Most experts considering the subject agree that the antibiotic development pipeline is not sufficient by a long shot. The days when there was always a new antibiotic just around the corner to treat the latest superbug are long gone.
Still, fixing the antibiotic pipeline is not rocket science. The main difficulty lies in finding molecules that enter the bacterial cell, stay there and inhibit growth of the bug without being toxic to us. What prevents us from overcoming this difficulty is that the number of people working on the problem has shrunk to historically low levels.
Continuing consolidation (mergers and acquisitions) among large pharmaceutical companies, and the outright abandonment of antibiotic research by these companies has severely impacted our ability to come up with new ideas, new approaches and new molecules. And the lack of experience and training of academics in the science of drug discovery undermines current efforts in the public sector.
We can’t make scientific discovery any easier, but there are three areas over which we have some control.
Regulatory reform
First and foremost, we need regulatory reform. One of the reasons industry has abandoned the area is increasing regulatory stringency, which translates into larger clinical trials and greater development expense – and the accompanying regulatory uncertainty for antibiotics. This has mainly been a problem at the US Food and Drug Administration (FDA). While the FDA has recently started to undertake such reform, its precise requirements for antibiotic development are not yet known, making it harder for companies to commit to expensive trials.
One area where the United States has been leading is in the idea of using data in one indication (such as abdominal infection) to support data in another (such as urinary tract infection). In such cases, companies could run one trial in each indication and get approval for both. While this is helpful, the trial required for each indication still has to be feasible and affordable, which is currently not the case for many antibiotic trials.
Regulators are working on the use of small, streamlined trials to get antibiotics targeting specific resistant bacteria to the market quickly to help those patients in need of these life-saving drugs. Since this is a relatively small number of patients compared to the general population, and since the dossiers supporting these products will, in one way or another, have to show superiority over existing drugs (such as activity against superbugs), we can anticipate paying a high price for them.

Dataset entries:
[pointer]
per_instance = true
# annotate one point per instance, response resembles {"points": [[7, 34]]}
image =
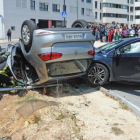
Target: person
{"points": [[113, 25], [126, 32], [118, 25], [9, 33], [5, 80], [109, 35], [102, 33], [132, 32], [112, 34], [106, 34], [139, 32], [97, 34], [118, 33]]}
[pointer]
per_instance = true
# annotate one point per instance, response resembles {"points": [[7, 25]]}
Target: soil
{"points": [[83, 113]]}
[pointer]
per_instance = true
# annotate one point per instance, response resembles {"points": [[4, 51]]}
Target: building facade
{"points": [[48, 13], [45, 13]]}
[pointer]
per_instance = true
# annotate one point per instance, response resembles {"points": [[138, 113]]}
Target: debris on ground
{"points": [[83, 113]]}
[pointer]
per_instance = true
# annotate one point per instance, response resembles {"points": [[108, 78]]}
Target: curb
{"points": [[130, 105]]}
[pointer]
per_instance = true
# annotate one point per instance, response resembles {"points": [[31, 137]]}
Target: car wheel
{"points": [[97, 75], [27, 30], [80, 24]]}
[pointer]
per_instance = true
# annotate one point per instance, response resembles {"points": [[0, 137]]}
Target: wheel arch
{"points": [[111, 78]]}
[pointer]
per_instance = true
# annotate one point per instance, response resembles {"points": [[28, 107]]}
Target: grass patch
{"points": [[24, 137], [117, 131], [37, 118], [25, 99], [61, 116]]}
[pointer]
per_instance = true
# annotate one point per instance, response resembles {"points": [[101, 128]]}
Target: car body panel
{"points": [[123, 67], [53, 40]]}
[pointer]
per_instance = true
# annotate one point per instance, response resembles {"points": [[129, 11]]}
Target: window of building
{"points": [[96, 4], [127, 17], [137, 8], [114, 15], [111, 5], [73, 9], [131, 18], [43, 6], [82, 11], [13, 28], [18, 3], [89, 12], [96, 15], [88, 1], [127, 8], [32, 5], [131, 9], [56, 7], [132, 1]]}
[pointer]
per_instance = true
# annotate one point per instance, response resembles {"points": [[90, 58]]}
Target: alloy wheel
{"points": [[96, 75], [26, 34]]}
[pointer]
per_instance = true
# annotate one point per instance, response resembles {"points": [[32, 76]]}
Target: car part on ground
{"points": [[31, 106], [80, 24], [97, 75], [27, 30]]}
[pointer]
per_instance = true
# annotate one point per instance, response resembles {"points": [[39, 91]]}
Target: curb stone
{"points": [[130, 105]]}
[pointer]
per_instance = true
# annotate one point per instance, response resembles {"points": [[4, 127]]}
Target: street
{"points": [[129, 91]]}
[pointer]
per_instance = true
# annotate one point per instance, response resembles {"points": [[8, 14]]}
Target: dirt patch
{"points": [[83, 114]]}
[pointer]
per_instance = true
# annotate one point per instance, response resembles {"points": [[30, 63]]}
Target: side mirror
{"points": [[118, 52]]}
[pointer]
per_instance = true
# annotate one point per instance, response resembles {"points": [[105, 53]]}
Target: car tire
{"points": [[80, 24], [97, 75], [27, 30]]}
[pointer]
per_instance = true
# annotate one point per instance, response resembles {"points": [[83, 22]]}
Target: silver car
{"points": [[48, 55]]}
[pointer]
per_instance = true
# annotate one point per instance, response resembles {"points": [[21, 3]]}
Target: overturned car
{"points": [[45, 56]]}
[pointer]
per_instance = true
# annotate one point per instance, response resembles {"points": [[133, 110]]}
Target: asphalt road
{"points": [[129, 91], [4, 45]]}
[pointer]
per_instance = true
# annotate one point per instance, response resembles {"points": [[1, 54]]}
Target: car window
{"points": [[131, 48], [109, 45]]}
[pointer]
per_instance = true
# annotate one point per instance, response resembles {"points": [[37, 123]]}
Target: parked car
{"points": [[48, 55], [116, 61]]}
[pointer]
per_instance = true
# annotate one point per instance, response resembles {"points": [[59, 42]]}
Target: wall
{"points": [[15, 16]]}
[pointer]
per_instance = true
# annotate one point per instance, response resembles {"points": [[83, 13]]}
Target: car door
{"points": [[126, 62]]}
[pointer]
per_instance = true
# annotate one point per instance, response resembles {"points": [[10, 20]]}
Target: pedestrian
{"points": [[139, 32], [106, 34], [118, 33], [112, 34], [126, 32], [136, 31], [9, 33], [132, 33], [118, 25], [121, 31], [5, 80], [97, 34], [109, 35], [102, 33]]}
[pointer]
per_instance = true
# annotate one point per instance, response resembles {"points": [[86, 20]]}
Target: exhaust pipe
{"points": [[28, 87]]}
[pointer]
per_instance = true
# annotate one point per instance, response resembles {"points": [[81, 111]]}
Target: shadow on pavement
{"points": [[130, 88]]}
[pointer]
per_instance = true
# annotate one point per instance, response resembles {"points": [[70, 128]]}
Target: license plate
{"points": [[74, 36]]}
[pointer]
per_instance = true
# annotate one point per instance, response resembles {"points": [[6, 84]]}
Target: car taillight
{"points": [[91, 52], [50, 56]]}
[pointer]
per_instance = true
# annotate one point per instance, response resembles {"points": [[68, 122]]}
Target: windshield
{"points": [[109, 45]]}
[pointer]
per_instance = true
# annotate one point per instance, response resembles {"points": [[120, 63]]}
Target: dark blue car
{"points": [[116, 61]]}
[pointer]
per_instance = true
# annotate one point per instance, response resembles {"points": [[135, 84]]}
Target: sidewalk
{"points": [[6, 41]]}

▸ **THINGS TO DO**:
a) In the text on antibiotic development, at which agency has increasing regulatory stringency mainly been a problem?
b) Summarize the text on antibiotic development in two sentences.
c) From the text on antibiotic development, return the passage starting with "We can’t make" and going on through "to expensive trials.".

▸ **ACTIVITY ANSWERS**:
a) The US Food and Drug Administration (FDA).

b) The antibiotic pipeline is insufficient because too few people now work on the problem, after large pharmaceutical companies consolidated and abandoned antibiotic research, and academics lack drug-discovery experience. Regulatory reform is the first priority, since stringent and uncertain requirements, especially at the FDA, make trials large and costly, though regulators are exploring streamlined trials for drugs against resistant bacteria that will likely come at a high price.

c)
We can’t make scientific discovery any easier, but there are three areas over which we have some control.
Regulatory reform
First and foremost, we need regulatory reform. One of the reasons industry has abandoned the area is increasing regulatory stringency, which translates into larger clinical trials and greater development expense – and the accompanying regulatory uncertainty for antibiotics. This has mainly been a problem at the US Food and Drug Administration (FDA). While the FDA has recently started to undertake such reform, its precise requirements for antibiotic development are not yet known, making it harder for companies to commit to expensive trials.